**Trecho do texto:**
%%

Marco Zero Conteúdo / 24/09/2025
Vista aérea do Recife com muitos prédios altos dos dois lados do Rio Capibaribe, na altura dos bairros das Graças e Torre. As margens do rio são cobertas por árvores verdes e há uma avenida movimentada à direita da imagem

Por Pedro Alcântara*

Nessa terça-feira (23), a Câmara de Vereadores do Recife aprovou a nova Lei de Parcelamento e Uso do Solo da cidade, enviada à casa pelo prefeito João Campos (PSB). Na prática, a legislação aprovada extingue a Lei dos 12 bairros, criada em 2001, que estabelecia rigorosos parâmetros urbanísticos com o objetivo de impedir o avanço indiscriminado do setor imobiliário sobre áreas valorizadas da cidade, sob intensa pressão do mercado.

A Lei dos 12 bairros foi criada na gestão do PT, pelo ex-prefeito e agora deputado estadual João Paulo, e garantiu avanços urbanísticos consideráveis na época. Entre eles, a imposição de rígidos parâmetros de taxa de uso do solo natural na beira dos rios, impedindo o avanço total das construções. Parâmetros sobre remembramentos, largura das ruas e tamanho de prédios a serem construídos evitaram um estrangulamento ainda maior dos bairros protegidos pela lei.

%%

**Dados fornecidos:**
%%

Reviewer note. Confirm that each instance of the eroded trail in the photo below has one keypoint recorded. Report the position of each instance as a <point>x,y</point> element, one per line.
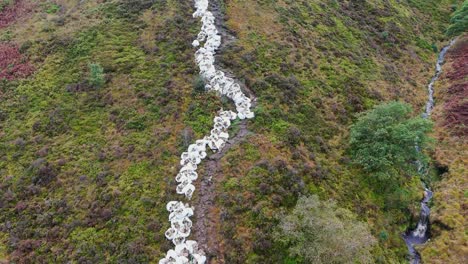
<point>420,234</point>
<point>217,79</point>
<point>207,219</point>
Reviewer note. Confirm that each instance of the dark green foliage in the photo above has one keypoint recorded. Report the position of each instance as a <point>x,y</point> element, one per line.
<point>5,3</point>
<point>384,140</point>
<point>96,75</point>
<point>459,21</point>
<point>199,85</point>
<point>321,232</point>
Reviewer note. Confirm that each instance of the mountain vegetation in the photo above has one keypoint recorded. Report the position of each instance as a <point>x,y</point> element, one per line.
<point>98,99</point>
<point>320,232</point>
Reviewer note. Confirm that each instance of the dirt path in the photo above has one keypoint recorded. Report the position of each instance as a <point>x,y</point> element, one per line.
<point>207,217</point>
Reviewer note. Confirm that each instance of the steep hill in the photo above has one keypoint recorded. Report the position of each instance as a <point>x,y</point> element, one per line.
<point>98,99</point>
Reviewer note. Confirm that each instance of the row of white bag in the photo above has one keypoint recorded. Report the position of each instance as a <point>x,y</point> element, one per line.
<point>196,152</point>
<point>186,251</point>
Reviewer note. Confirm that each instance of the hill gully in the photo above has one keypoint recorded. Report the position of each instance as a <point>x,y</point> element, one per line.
<point>420,234</point>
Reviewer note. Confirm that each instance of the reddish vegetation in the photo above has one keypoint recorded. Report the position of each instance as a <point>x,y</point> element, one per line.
<point>456,106</point>
<point>12,12</point>
<point>12,64</point>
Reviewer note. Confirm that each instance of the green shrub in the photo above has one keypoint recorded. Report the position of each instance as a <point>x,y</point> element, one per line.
<point>321,232</point>
<point>96,75</point>
<point>459,21</point>
<point>383,140</point>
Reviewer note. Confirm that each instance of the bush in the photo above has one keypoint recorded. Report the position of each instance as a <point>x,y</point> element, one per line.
<point>321,232</point>
<point>384,140</point>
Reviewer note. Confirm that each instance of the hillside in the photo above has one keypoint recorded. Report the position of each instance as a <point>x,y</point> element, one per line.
<point>98,99</point>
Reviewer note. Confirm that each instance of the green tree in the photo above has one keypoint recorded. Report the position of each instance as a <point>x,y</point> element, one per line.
<point>321,232</point>
<point>96,75</point>
<point>384,140</point>
<point>459,21</point>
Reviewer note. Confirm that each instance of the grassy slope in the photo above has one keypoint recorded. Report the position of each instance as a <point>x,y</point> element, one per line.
<point>85,175</point>
<point>451,197</point>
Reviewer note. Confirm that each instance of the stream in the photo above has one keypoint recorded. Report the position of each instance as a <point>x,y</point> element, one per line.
<point>420,234</point>
<point>216,79</point>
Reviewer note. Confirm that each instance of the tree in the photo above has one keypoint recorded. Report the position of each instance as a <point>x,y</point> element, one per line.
<point>386,141</point>
<point>459,21</point>
<point>321,232</point>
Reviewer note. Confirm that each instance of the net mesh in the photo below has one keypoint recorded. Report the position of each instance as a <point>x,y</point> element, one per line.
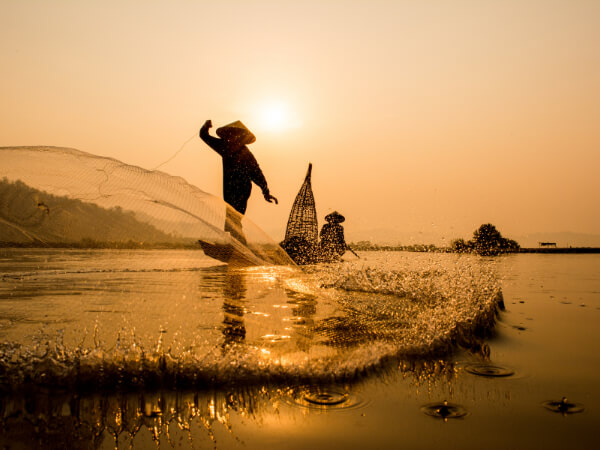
<point>302,222</point>
<point>64,197</point>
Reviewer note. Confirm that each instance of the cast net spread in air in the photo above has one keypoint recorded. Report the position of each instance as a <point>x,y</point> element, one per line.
<point>53,196</point>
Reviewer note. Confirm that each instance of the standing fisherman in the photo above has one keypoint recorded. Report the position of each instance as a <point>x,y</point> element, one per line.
<point>240,169</point>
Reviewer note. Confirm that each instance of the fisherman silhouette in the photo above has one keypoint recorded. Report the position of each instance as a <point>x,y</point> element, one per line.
<point>240,169</point>
<point>333,244</point>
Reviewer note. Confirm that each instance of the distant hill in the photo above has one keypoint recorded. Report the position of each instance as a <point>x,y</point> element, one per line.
<point>562,239</point>
<point>29,216</point>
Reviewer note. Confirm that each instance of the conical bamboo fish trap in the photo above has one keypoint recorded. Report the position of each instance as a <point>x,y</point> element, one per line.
<point>302,222</point>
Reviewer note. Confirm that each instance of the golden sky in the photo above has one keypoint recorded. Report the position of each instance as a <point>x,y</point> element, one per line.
<point>423,119</point>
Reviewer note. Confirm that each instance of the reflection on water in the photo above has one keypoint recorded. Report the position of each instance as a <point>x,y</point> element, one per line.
<point>124,348</point>
<point>234,295</point>
<point>182,417</point>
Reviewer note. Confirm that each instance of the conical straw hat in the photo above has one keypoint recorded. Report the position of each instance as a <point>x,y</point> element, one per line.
<point>335,217</point>
<point>236,129</point>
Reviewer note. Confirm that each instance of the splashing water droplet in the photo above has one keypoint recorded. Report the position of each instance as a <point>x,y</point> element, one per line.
<point>444,410</point>
<point>488,370</point>
<point>564,406</point>
<point>325,398</point>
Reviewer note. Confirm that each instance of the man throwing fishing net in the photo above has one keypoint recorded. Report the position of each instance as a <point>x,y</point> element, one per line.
<point>240,169</point>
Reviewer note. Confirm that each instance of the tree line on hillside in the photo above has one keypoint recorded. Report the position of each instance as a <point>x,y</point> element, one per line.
<point>486,241</point>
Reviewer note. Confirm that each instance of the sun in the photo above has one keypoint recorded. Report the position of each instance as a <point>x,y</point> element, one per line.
<point>274,116</point>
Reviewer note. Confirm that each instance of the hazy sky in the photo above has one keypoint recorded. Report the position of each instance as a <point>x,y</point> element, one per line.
<point>423,119</point>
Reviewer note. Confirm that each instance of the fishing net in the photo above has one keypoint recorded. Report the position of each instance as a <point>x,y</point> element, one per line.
<point>64,197</point>
<point>303,216</point>
<point>302,234</point>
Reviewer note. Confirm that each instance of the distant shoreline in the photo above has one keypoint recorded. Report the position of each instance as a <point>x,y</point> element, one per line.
<point>561,250</point>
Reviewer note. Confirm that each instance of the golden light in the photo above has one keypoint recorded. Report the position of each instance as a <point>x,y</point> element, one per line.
<point>274,116</point>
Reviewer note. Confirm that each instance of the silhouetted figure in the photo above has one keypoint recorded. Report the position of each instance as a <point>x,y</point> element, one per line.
<point>240,168</point>
<point>333,244</point>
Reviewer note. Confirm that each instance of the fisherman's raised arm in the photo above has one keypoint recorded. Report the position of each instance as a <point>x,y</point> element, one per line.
<point>215,143</point>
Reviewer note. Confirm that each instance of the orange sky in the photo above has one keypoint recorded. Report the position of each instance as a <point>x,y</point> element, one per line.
<point>423,119</point>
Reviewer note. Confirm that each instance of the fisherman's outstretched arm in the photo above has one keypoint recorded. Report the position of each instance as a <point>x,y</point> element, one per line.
<point>211,141</point>
<point>258,177</point>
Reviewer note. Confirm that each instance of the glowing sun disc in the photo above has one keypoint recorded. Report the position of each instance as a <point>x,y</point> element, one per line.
<point>274,116</point>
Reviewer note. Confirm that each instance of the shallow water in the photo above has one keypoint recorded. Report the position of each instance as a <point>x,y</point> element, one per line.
<point>128,347</point>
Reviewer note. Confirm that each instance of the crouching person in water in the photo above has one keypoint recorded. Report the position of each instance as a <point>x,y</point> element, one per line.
<point>240,169</point>
<point>333,244</point>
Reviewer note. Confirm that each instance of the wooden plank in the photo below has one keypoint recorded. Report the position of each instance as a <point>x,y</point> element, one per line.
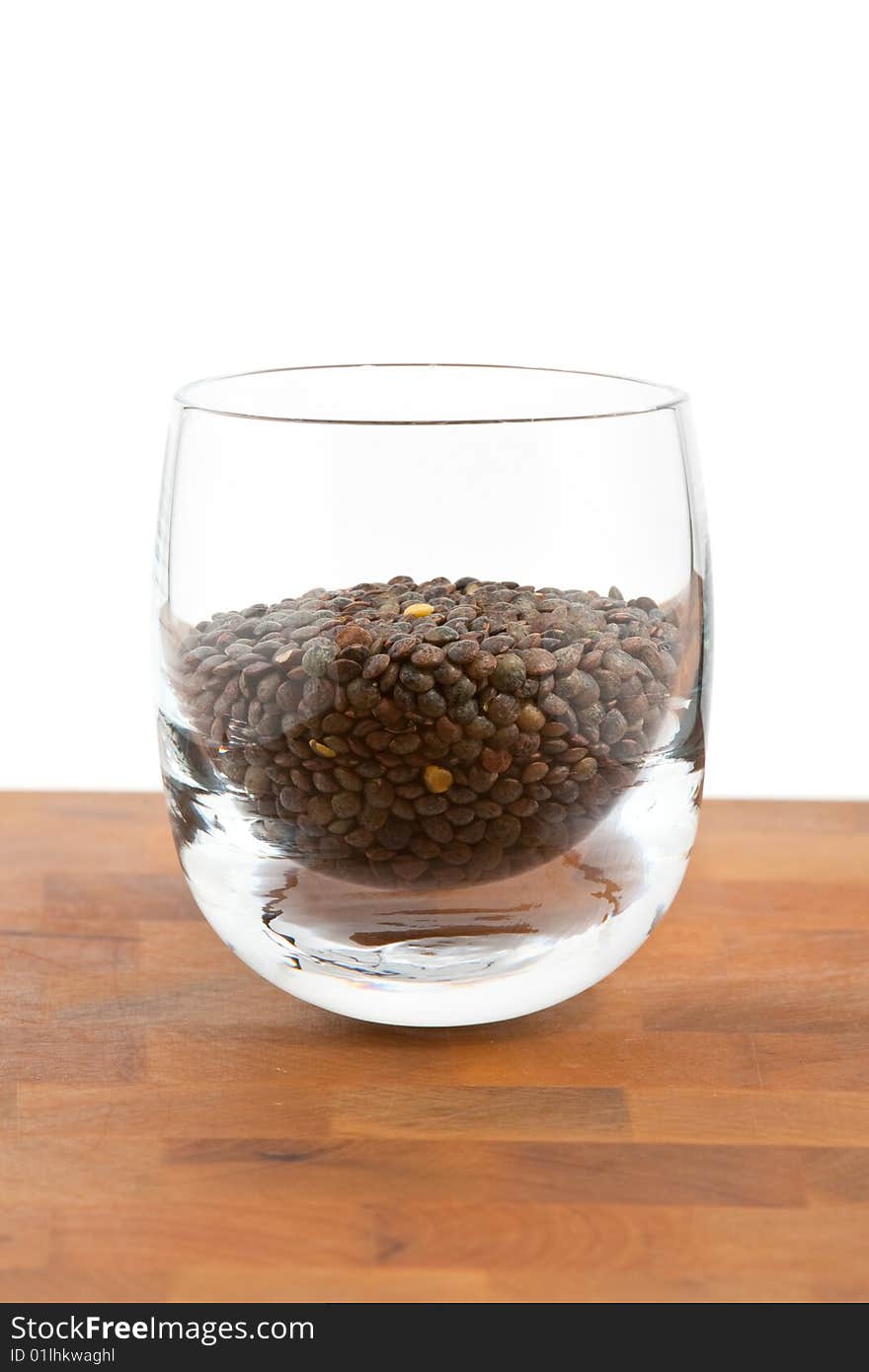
<point>693,1129</point>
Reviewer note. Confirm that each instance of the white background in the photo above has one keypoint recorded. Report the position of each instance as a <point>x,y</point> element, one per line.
<point>671,190</point>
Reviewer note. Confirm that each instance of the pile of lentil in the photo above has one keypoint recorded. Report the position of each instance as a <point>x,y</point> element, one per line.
<point>429,734</point>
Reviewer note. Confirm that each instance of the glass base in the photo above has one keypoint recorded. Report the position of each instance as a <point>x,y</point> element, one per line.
<point>492,953</point>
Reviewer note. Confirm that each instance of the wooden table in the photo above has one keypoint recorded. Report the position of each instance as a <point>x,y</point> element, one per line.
<point>695,1128</point>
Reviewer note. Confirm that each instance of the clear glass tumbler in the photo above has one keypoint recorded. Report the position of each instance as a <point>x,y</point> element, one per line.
<point>433,667</point>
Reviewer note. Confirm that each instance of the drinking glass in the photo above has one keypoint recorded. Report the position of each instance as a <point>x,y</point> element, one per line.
<point>433,672</point>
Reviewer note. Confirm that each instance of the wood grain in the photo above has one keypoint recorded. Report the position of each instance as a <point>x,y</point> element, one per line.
<point>693,1129</point>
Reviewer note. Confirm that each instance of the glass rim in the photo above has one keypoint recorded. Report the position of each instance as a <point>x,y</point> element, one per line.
<point>658,397</point>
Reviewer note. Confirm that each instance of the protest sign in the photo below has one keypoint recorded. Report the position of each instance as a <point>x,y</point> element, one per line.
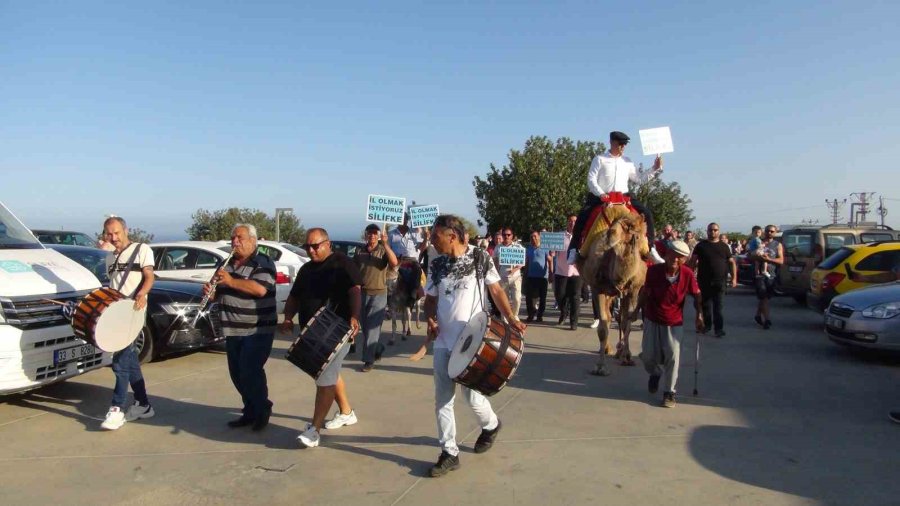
<point>385,209</point>
<point>511,255</point>
<point>553,241</point>
<point>423,216</point>
<point>655,141</point>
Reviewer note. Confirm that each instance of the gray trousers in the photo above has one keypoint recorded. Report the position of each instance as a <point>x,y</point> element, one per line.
<point>372,318</point>
<point>445,394</point>
<point>660,352</point>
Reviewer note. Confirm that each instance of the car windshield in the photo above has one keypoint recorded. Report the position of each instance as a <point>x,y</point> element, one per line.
<point>835,259</point>
<point>293,249</point>
<point>69,238</point>
<point>93,260</point>
<point>13,234</point>
<point>798,242</point>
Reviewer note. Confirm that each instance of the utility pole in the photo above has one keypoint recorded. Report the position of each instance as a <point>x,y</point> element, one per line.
<point>278,211</point>
<point>835,207</point>
<point>863,204</point>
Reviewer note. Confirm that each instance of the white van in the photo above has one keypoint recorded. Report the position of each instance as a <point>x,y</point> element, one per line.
<point>37,345</point>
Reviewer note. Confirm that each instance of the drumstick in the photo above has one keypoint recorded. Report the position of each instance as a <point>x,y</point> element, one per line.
<point>419,355</point>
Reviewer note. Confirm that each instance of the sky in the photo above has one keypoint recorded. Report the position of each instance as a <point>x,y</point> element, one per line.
<point>154,110</point>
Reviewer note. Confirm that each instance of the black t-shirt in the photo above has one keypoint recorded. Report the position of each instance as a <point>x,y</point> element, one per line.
<point>712,262</point>
<point>319,283</point>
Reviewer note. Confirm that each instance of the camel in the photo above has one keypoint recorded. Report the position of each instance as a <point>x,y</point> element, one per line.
<point>403,298</point>
<point>612,264</point>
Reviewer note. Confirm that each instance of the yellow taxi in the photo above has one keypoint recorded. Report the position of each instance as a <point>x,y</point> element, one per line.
<point>852,267</point>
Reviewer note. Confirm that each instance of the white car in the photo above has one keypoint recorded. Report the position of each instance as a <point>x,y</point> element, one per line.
<point>283,254</point>
<point>198,260</point>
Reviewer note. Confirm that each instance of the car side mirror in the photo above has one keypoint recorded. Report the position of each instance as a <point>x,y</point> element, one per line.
<point>849,270</point>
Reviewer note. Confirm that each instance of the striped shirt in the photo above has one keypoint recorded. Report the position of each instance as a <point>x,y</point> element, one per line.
<point>244,314</point>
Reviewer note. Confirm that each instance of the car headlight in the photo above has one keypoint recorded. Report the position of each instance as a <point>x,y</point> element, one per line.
<point>882,311</point>
<point>182,309</point>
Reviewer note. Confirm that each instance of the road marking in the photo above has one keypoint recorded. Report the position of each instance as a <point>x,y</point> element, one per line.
<point>562,382</point>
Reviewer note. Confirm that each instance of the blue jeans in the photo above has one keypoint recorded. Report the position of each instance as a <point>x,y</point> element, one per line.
<point>246,357</point>
<point>445,394</point>
<point>127,369</point>
<point>372,318</point>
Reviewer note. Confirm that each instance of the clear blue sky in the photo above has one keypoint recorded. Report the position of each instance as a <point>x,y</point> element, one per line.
<point>153,110</point>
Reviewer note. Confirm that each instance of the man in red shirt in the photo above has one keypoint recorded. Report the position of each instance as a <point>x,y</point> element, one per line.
<point>662,299</point>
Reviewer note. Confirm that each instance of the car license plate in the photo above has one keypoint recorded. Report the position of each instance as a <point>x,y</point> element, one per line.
<point>834,322</point>
<point>74,353</point>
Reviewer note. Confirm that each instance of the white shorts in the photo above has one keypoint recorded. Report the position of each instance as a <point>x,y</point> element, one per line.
<point>333,370</point>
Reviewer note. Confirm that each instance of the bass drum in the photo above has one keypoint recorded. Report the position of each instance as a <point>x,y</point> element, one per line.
<point>319,342</point>
<point>107,319</point>
<point>486,355</point>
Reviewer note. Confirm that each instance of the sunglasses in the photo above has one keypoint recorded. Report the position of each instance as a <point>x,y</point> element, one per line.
<point>313,246</point>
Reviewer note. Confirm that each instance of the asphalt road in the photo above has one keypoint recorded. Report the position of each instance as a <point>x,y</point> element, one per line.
<point>783,417</point>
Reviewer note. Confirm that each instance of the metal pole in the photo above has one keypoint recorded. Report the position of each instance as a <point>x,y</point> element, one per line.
<point>278,211</point>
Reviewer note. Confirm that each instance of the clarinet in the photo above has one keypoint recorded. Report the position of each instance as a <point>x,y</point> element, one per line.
<point>213,282</point>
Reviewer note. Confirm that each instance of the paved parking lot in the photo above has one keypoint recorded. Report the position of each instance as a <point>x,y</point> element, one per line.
<point>783,417</point>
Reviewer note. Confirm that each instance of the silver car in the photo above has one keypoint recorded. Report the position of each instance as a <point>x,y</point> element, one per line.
<point>866,318</point>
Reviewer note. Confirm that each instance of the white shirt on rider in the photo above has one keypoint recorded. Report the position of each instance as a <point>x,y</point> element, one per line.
<point>610,173</point>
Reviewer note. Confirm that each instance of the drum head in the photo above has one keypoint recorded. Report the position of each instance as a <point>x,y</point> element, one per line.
<point>119,325</point>
<point>468,343</point>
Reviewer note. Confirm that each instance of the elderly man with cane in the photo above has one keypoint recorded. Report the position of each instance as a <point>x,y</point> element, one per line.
<point>662,298</point>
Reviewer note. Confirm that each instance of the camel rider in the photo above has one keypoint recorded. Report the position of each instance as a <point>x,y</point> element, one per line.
<point>611,172</point>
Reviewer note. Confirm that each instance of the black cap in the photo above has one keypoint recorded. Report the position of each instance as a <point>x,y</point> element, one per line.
<point>619,137</point>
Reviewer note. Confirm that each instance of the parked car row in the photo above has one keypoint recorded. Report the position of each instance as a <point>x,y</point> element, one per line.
<point>171,305</point>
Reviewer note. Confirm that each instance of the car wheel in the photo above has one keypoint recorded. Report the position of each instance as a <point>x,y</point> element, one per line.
<point>144,346</point>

%%

**Problemas e tarefas:**
- a) Diga se cada afirmação concorda com o texto sobre a nova lei de uso do solo do Recife, respondendo sim ou não e citando as palavras decisivas do texto: (i) a nova lei foi aprovada pela Câmara de Vereadores do Recife numa terça-feira; (ii) a Lei dos 12 bairros foi criada em 2010; (iii) a Lei dos 12 bairros foi criada na gestão do PSB.
- b) Por favor, devolva sem nenhuma alteração a parte do texto sobre a nova lei de uso do solo do Recife que vai de "Nessa terça-feira (23), a" até "pressão do mercado.", inclusive.
As linhas não têm nenhum papel nesta atividade.

**Soluções por tarefa:**
- a)
(i) Sim: "Nessa terça-feira (23), a Câmara de Vereadores do Recife aprovou a nova Lei de Parcelamento e Uso do Solo da cidade".
(ii) Não: "criada em 2001".
(iii) Não: "A Lei dos 12 bairros foi criada na gestão do PT".

- b)
Nessa terça-feira (23), a Câmara de Vereadores do Recife aprovou a nova Lei de Parcelamento e Uso do Solo da cidade, enviada à casa pelo prefeito João Campos (PSB). Na prática, a legislação aprovada extingue a Lei dos 12 bairros, criada em 2001, que estabelecia rigorosos parâmetros urbanísticos com o objetivo de impedir o avanço indiscriminado do setor imobiliário sobre áreas valorizadas da cidade, sob intensa pressão do mercado.